## [Yapılacak iş]
Aşağıdaki Filinta dizisi üzerine yazıdan bir bölümü hiç değiştirmeden yaz. "Bırakın adam bi" sözlerinin geçtiği yerden başla ve "o an anladım." sözlerinden sonra dur.

## [Metinden alıntı]
Bırakın adam bi rahat nefes alamasın..

Farah’ın yüreği kan ağlarken o kapı vuruldu ya tamam dedim geldi Filinta Mustafa! Memleketin kaderini hekimler belirliyor. Bir kısmı budarken diğer kısmı filizlenmesi için toprağa gömüyor. Mustafa’nın ölmeyeceğini bildiğim halde onu baygın gördüğümde sevincim ve heyecanım birbirine karıştı. Ne yapacağımı bilemedim. Bilen bilir, çok kızıyorum Filinta Mustafa’ya ama hakikaten doğruymuş. İnsan sevdiğine kızarmış. Mustafa’yı çok sevdiğimi işte o an anladım. 

Sonrasında Şehzade Mehmet de döndü ki Filinta’yı işte bu sebeple çok seviyorum. Başka bir dizide olsa Şehzade Mehmet’in dönüşü apayrı bir bölüm konusu olurdu. Mustafa tövbe ilk bölümde ortaya çıkmazdı. Filinta’da o kadar yazar değişti ama şu ruh hep korundu. Korkmadan, konu sıkıntısı çekeriz diye cimri davranmadan yaldır yaldır gidiyorlar. Sonuç olarak da yerli dizilerin belki de en tempolu işine imza atıyorlar. Belki mutfakta bazen malzemeden kısıyorlardır ama onu da kurgusuyla öyle güzel bir şekilde seyirciye sunuyorlar ki cimriliği fark etmiyoruz bile… Bir "helal olsun" da buna verelim.

Kutu etiketleme veri setinden satırlar

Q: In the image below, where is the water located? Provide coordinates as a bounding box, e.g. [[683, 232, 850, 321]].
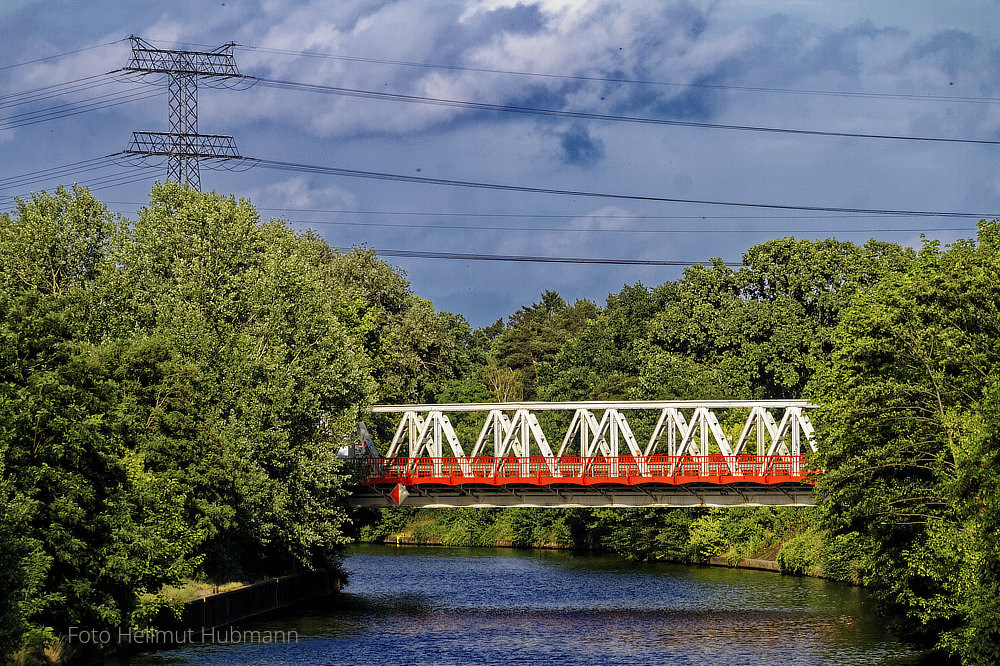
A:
[[119, 546, 930, 666]]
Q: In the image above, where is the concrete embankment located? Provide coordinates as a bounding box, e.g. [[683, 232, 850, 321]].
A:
[[181, 571, 340, 635]]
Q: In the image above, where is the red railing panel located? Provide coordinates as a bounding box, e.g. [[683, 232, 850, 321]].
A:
[[366, 455, 810, 485]]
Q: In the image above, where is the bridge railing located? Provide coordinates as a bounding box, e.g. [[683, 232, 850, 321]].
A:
[[366, 454, 809, 486]]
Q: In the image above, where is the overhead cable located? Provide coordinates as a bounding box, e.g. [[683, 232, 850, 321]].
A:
[[238, 44, 1000, 104], [254, 160, 1000, 219], [337, 248, 743, 266], [250, 77, 1000, 146]]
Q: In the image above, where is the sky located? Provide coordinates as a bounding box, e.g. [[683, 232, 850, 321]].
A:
[[0, 0, 1000, 327]]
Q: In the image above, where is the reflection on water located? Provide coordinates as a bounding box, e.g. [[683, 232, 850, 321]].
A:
[[119, 546, 925, 666]]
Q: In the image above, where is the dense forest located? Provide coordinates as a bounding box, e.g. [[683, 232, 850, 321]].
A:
[[0, 184, 1000, 664]]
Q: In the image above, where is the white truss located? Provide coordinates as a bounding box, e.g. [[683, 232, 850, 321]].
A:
[[371, 400, 816, 474]]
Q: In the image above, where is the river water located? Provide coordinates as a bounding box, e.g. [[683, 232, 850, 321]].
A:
[[123, 546, 930, 666]]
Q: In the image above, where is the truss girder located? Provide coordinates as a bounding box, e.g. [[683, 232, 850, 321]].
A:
[[372, 400, 816, 476]]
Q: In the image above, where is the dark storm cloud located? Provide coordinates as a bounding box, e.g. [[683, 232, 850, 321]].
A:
[[559, 124, 604, 167]]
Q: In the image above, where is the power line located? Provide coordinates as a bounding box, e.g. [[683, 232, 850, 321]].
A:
[[0, 38, 127, 71], [249, 77, 1000, 146], [239, 45, 1000, 104], [337, 248, 743, 266], [284, 215, 975, 234], [0, 90, 163, 131], [254, 160, 1000, 219]]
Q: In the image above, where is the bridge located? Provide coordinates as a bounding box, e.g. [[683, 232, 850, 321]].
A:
[[350, 400, 816, 507]]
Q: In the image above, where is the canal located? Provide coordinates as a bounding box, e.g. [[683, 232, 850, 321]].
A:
[[123, 546, 930, 666]]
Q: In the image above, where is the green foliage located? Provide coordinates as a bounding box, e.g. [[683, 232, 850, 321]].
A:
[[0, 184, 398, 654], [690, 507, 808, 564], [777, 527, 826, 576], [813, 222, 1000, 664]]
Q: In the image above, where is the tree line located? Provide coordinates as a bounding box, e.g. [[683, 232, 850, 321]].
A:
[[0, 184, 1000, 664], [0, 184, 469, 656]]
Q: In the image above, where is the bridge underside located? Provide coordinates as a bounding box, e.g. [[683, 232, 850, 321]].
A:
[[348, 483, 815, 508]]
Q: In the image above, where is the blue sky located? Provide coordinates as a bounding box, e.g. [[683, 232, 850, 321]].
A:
[[0, 0, 1000, 326]]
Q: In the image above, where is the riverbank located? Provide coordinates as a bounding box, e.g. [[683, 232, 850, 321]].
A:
[[359, 507, 836, 585], [374, 534, 792, 578]]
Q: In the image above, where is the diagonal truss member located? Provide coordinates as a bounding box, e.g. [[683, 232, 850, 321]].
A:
[[123, 35, 244, 190]]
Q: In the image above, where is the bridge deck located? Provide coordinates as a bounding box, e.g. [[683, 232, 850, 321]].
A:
[[351, 455, 813, 507]]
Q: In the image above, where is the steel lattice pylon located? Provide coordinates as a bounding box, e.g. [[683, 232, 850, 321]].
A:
[[124, 35, 244, 191]]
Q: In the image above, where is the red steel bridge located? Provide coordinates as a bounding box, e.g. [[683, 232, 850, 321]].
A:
[[351, 400, 816, 507]]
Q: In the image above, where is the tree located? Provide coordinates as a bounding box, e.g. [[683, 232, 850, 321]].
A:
[[812, 222, 1000, 664]]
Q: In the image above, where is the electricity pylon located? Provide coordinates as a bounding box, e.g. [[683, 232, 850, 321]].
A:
[[123, 35, 244, 191]]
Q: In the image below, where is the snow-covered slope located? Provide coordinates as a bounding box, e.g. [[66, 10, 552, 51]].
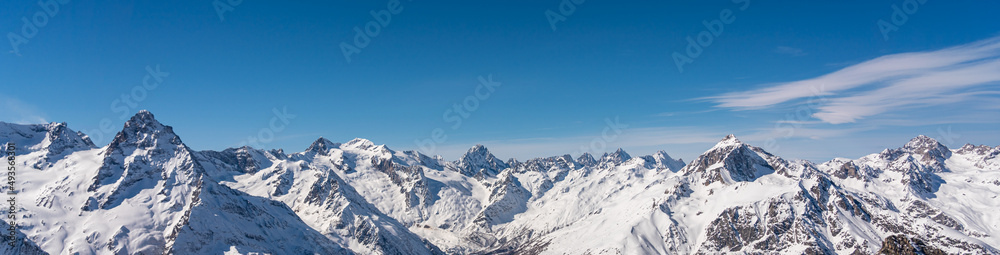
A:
[[0, 111, 1000, 254]]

## [Görevin sonucu]
Bırakın adam bi rahat nefes alamasın..

Farah’ın yüreği kan ağlarken o kapı vuruldu ya tamam dedim geldi Filinta Mustafa! Memleketin kaderini hekimler belirliyor. Bir kısmı budarken diğer kısmı filizlenmesi için toprağa gömüyor. Mustafa’nın ölmeyeceğini bildiğim halde onu baygın gördüğümde sevincim ve heyecanım birbirine karıştı. Ne yapacağımı bilemedim. Bilen bilir, çok kızıyorum Filinta Mustafa’ya ama hakikaten doğruymuş. İnsan sevdiğine kızarmış. Mustafa’yı çok sevdiğimi işte o an anladım.